#### SEU OBJETIVO:
Retome, por favor, a entrevista sobre a adaptação de “Longe da Árvore” para o cinema e dê continuidade a ela a partir da última frase apresentada.

#### TEXTO DO EXERCÍCIO:
· · · · ·

O livro é transformador em tantos níveis. Quando terminei de ler, senti que nunca mais olharia o mundo da mesma forma. Ele me deu uma nova perspectiva sobre algo que eu achava que conhecia: diferença e deficiência. Além disso, criou um mundo no qual eu queria permanecer, um mundo que me pareceu mágico, esperançoso e profundo. As histórias no livro são muito cinematográficas e pensar nelas como um filme foi inevitável.

Houve uma forte competição pelos direitos de adaptação do livro e Andrew teve várias possibilidades de escolha. Por que acha que ele escolheu você e o seu projeto?
De fato, Andrew foi procurado por muitas pessoas que queriam transformar o livro em filme. Ele foi muito rigoroso no processo de escolher a pessoa certa. Acho que a decisão de confiar o projeto a mim foi baseada em duas coisas: ele sentiu que eu tinha entendido o livro de forma profunda, e também achou que eu tinha competência profissional para fazer o filme.

Joseph Stramando e Leah Smith estão entre os entrevistados de “Longe da Árvore”

Como vocês escolheram as pessoas que seriam entrevistadas para o filme?
O processo de “casting” foi bastante complicado e levou mais da metade de um ano. Nos encontramos com dúzias e dúzias de famílias, em alguns casos várias vezes. Conhecemos muitas pessoas em conferências e convenções, como a convenção da Little People of America [organização americana sem fins lucrativos dedicada às pessoas com nanismo] que aparece no filme. Outras, conhecemos por meio de boca a boca. No fim das contas, escolhemos famílias que não apenas se destacaram e que dialogavam com os temas do livro, como também famílias cujas histórias funcionavam juntas e se complementavam.

· · · · ·

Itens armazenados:
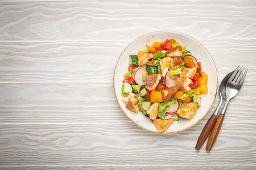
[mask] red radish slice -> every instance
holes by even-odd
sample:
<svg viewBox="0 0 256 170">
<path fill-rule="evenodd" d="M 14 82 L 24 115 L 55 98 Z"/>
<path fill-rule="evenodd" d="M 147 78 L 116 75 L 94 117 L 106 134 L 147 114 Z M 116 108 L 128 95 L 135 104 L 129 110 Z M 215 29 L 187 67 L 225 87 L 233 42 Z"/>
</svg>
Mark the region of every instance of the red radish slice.
<svg viewBox="0 0 256 170">
<path fill-rule="evenodd" d="M 166 110 L 166 113 L 170 115 L 173 115 L 178 111 L 179 108 L 179 102 L 178 101 L 176 104 L 171 104 L 170 105 L 170 109 Z"/>
<path fill-rule="evenodd" d="M 134 74 L 134 80 L 135 82 L 138 85 L 145 85 L 146 84 L 143 81 L 143 75 L 148 75 L 148 73 L 143 68 L 136 71 Z"/>
<path fill-rule="evenodd" d="M 134 75 L 135 75 L 135 72 L 136 71 L 137 71 L 139 69 L 140 69 L 141 68 L 144 68 L 143 67 L 138 66 L 138 67 L 137 67 L 135 68 L 134 69 L 133 71 L 134 72 L 134 74 L 132 74 L 132 77 L 133 77 L 133 79 L 134 80 Z"/>
<path fill-rule="evenodd" d="M 172 117 L 172 116 L 173 116 L 173 115 L 167 114 L 167 115 L 166 115 L 166 116 L 165 116 L 165 118 L 164 118 L 164 119 L 169 119 L 170 118 L 171 118 Z"/>
<path fill-rule="evenodd" d="M 175 85 L 176 82 L 175 79 L 170 77 L 169 71 L 168 70 L 165 75 L 165 81 L 164 82 L 165 86 L 168 88 L 174 86 Z"/>
<path fill-rule="evenodd" d="M 191 55 L 186 55 L 184 56 L 184 59 L 187 58 L 190 59 L 191 60 L 192 60 L 192 61 L 194 62 L 194 64 L 195 64 L 195 65 L 197 65 L 198 64 L 197 60 L 196 59 L 196 58 Z"/>
</svg>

· · · · ·

#### RESPOSTA DO EXERCÍCIO:
Como foi o processo de preparação e de entrevistas? Você teve alguma preocupação em particular ao conversar com pessoas que têm experiências muito diferentes das suas?
Para fazer este filme, confiei nas mesmas habilidades nas quais confio em todos os filmes. Minha curiosidade genuína e minha apreciação pelas pessoas e suas histórias tendem a fazer com quem elas se sintam confortáveis e abertas, mesmo se não for bem assim no começo. Quando se está genuinamente interessada em alguém, não importa o quão diferente você é: as pessoas são pessoas e elas gostam de ser perguntadas sobre as coisas. Obviamente, com este conteúdo, tive de aprender os termos que não são considerados aceitáveis, o que nem sempre é intuitivo. E em alguns casos, principalmente o da família Reese, levou bastante tempo para que a confiança fosse construída. Nestes casos, é preciso ter paciência e continuar voltando, de novo e de novo.

A história da família Reese é muito comovente e poderia render um documentário inteiro. É, também, uma história muito diferente das demais. Por que você quis incluí-la no filme?
Tinha grande convicção, e o Andrew também, de que o filme não deveria ser apenas sobre deficiências e diferenças físicas: de que a deficiência comportamental pode ser igualmente profunda e desafiadora para as famílias. Foi difícil integrar uma história tão diferente no filme, mas sentíamos que era fundamental tentar.

O autor de “Longe da Árvore”, Andrew Solomon (centro) e sua família

E no caso de Andrew? Por que você queria ter a voz e a história dele no filme?
A perspectiva e a voz de Andrew são fundamentais para unir estas diferentes histórias. Em termos puramente cinematográficos, facilitou ter esta espécie de “narrador”. Além disso, a história de Andrew como um homem gay, que viu sua forma particular de diferença deixar de ser considerada uma doença para ser celebrada como uma identidade, traz uma perspectiva-chave: outras questões que hoje são menos socialmente aceitáveis talvez sejam vistas de forma muito diferente no futuro.

A questão financeira não é o foco do filme, mas fica claro que os tratamentos, conferências e tecnologias que ajudam as pessoas com deficiência são muito caros. A questão da renda ou da classe social também acaba sendo um fator de divisão entre as pessoas?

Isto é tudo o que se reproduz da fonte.